=== Geselecteerde passage ===

:::::

Cyberwarrior. Zo laat de auteur van America the Vulnerable: Inside the New Threat Matrix of Digital Espionage, Crime, and Warfare zichzelf introduceren in het tijdschrift Foreign Policy. Dat zegt genoeg: de voormalig inlichtingenchef ziet het hacken van overheden niet alleen als hobby van baldadige pubers, maar ook als militaire activiteit van overheden onderling.
Bedrijven doelwit van natiestaten
Diefstal van persoonlijke informatie, waarmee fraude gepleegd kan worden, is volgens Brenner lang niet het grootste risico. Als voorbeeld geeft hij een Chinese hack op Google in 2009. Georkestreerd vanuit het Politbureau. Het doel was niet om wachtwoorden te achterhalen, maar om de broncode van de zoekmachine in handen te krijgen. Het ontvreemden van intellectueel eigendom dus. Wie Google kan nabouwen, versterkt zijn economische macht. Dit is de drijfveer achter duizenden inbraakpogingen bij westerse firma’s, meent Brenner. “Gewone bedrijven liggen onder vuur van natiestaten.”

:::::

Vertaal de zin „Wie Google kan nabouwen, versterkt zijn economische macht.” uit de geselecteerde passage in het Engels.

=== Items uit een dataset voor aanwijzen ===
:::::

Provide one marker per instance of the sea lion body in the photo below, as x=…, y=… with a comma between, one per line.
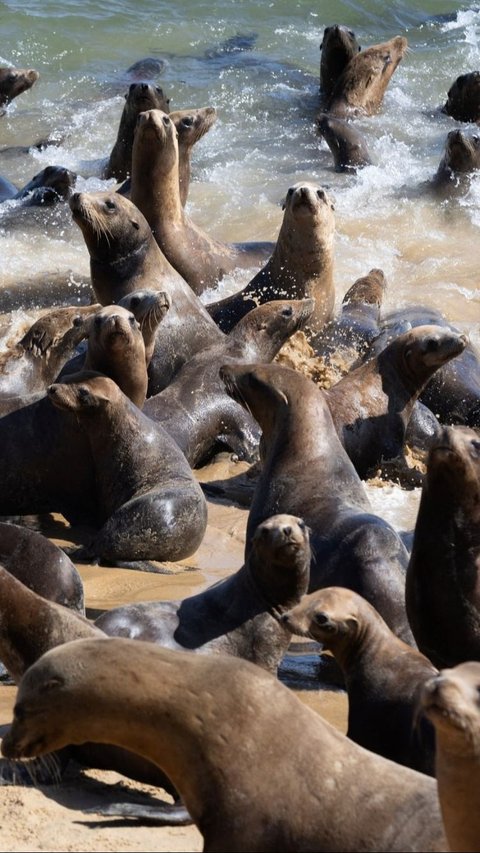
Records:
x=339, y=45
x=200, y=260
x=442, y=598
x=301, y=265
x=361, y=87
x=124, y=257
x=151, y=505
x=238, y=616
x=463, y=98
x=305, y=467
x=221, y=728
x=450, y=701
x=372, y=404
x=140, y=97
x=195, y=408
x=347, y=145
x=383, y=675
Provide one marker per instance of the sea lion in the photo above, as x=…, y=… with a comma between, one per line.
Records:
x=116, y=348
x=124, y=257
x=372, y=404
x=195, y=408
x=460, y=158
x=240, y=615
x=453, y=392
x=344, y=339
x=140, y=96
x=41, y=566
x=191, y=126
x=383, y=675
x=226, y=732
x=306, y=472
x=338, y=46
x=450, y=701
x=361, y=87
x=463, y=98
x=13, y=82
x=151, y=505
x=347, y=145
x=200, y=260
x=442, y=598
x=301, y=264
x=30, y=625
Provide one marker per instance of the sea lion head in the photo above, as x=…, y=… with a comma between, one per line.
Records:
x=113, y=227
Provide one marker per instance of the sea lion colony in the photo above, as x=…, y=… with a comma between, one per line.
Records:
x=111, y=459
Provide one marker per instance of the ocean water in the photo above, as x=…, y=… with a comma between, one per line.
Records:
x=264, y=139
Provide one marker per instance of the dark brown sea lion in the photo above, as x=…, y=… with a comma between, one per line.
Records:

:::::

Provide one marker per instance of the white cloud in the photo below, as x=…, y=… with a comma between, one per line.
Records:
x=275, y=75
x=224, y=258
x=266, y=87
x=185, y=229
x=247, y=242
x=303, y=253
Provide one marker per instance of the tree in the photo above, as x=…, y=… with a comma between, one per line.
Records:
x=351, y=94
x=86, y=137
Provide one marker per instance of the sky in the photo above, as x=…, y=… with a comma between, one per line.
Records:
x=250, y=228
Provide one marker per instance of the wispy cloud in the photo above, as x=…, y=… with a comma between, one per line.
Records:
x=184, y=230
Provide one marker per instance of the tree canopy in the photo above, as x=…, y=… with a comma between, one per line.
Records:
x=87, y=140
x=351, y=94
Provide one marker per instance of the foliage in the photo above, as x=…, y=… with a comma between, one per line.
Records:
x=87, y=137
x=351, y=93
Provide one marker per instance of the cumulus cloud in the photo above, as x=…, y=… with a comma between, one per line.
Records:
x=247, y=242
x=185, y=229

:::::

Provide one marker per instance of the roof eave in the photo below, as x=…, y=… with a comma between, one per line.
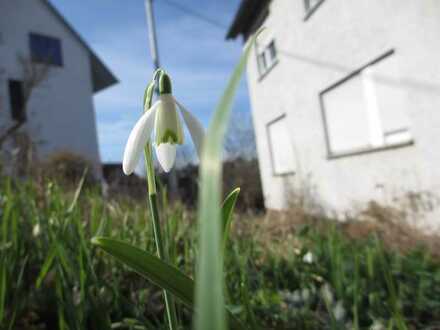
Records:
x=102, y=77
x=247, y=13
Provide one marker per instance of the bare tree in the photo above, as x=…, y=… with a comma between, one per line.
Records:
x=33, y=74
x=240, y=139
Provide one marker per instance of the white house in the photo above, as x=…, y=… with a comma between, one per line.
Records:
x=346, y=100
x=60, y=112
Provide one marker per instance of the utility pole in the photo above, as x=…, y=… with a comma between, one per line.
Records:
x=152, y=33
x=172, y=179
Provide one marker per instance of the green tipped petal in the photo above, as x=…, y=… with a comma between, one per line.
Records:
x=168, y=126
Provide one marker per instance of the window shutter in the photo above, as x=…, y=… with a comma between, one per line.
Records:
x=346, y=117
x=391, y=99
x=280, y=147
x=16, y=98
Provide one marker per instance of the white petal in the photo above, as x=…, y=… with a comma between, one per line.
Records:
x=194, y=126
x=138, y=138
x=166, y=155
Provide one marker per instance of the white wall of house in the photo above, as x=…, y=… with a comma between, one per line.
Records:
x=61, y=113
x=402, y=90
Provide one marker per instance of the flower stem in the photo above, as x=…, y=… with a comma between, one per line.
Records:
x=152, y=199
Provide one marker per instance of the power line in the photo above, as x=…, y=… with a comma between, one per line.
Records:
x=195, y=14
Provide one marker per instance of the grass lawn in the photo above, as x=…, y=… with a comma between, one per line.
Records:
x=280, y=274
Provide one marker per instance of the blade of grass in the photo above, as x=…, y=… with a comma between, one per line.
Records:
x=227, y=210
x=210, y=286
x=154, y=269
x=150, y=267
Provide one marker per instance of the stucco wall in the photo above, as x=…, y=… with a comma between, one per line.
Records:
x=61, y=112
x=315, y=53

:::::

=== Antwoord ===
Whoever can rebuild Google strengthens their economic power.